◆ REQUIRED TASK
Reproduce the Form 8-K/A cover page below word for word, from "Check the appropriate" up to and including "(17 CFR 240.14d-2(b))".

◆ SELECTED TEXT
Form 8-K/A

UNITED STATES

SECURITIES AND EXCHANGE COMMISSION

WASHINGTON, D.C. 20549

 


FORM 8-K/A

CURRENT REPORT

Pursuant to Section 13 or 15(d) of the

Securities Exchange Act of 1934

Date of report (Date of earliest event reported): May 31, 2006

NATIONWIDE HEALTH PROPERTIES, INC.

(Exact Name of Registrant as Specified in Its Charter)

 

Maryland   1-9028   95-3997619

(State or Other

Jurisdiction of

Incorporation)

 

(Commission

File Number)

 

(IRS Employer

Identification No.)

610 Newport Center Drive, Suite 1150, Newport Beach, California 92660-6429

(Address of Principal Executive Offices)

Registrant’s telephone number, including area code: (949) 718-4400

Not Applicable

(Former Name or Former Address, if Changed Since Last Report)

Check the appropriate box below if the Form 8-K filing is intended to simultaneously satisfy the filing obligation of the registrant under any of the following provisions:

 

¨ Written communications pursuant to Rule 425 under the Securities Act (17 CFR 230.425)

 

¨ Soliciting material pursuant to Rule 14a-12 under the Exchange Act (17 CFR 240.14a-12)

 

¨ Pre-commencement communications pursuant to Rule 14d-2(b) under the Exchange Act (17 CFR 240.14d-2(b))

 

¨ Pre-commencement communications pursuant to Rule 13e-4(c) under the Exchange Act (17 CFR 240.13e-4(c))

◆ DATA LISTING
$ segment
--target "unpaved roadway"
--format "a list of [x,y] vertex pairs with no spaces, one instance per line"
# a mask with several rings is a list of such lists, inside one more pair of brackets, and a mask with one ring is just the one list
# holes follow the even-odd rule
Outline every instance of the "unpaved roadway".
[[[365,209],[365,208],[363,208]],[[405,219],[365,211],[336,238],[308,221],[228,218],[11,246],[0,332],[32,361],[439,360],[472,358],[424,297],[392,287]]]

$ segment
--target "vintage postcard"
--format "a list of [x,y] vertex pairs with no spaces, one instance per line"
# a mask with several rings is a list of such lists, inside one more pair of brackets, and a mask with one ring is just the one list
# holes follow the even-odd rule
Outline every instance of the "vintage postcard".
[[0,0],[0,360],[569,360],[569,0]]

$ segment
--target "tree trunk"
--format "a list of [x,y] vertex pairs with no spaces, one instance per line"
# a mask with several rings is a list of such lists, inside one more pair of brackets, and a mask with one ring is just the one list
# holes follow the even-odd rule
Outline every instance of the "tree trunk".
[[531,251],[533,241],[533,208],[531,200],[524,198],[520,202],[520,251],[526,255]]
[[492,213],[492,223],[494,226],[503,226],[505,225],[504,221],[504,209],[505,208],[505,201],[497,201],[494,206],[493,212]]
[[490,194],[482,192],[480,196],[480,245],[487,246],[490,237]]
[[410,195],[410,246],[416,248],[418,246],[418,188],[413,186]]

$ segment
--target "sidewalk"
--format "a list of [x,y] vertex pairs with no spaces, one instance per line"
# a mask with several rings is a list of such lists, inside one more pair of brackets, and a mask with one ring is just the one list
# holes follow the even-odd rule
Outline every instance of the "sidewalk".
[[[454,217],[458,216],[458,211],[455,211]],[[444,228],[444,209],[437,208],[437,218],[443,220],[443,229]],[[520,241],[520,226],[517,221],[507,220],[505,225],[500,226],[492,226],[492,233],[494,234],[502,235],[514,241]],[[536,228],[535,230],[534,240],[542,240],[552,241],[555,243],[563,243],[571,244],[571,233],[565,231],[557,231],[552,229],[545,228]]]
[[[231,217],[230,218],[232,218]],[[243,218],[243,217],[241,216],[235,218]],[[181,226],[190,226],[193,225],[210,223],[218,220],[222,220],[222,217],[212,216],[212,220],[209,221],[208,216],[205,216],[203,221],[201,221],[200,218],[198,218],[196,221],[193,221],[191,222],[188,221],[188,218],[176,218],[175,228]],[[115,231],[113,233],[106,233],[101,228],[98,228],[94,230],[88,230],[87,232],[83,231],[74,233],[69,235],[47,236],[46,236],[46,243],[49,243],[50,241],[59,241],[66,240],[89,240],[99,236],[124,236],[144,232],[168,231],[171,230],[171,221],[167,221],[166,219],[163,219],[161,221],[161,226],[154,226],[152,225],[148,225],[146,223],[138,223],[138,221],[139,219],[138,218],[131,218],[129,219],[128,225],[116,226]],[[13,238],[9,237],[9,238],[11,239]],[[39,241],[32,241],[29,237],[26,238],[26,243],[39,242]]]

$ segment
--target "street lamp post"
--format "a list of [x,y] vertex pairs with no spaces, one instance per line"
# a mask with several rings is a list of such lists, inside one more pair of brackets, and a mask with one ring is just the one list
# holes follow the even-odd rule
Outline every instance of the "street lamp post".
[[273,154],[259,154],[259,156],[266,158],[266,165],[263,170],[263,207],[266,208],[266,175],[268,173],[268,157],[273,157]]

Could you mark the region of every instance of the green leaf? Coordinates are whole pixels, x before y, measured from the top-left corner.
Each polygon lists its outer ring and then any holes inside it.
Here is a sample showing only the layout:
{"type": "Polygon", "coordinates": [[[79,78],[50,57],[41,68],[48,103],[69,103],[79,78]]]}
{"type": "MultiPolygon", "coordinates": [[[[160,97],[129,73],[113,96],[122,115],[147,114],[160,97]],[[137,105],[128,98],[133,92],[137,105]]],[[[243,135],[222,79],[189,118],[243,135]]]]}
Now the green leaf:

◆ TASK ANSWER
Check the appropriate box below if the Form 8-K filing is intended to simultaneously satisfy the filing obligation of the registrant under any of the following provisions:

 

¨ Written communications pursuant to Rule 425 under the Securities Act (17 CFR 230.425)

 

¨ Soliciting material pursuant to Rule 14a-12 under the Exchange Act (17 CFR 240.14a-12)

 

¨ Pre-commencement communications pursuant to Rule 14d-2(b) under the Exchange Act (17 CFR 240.14d-2(b))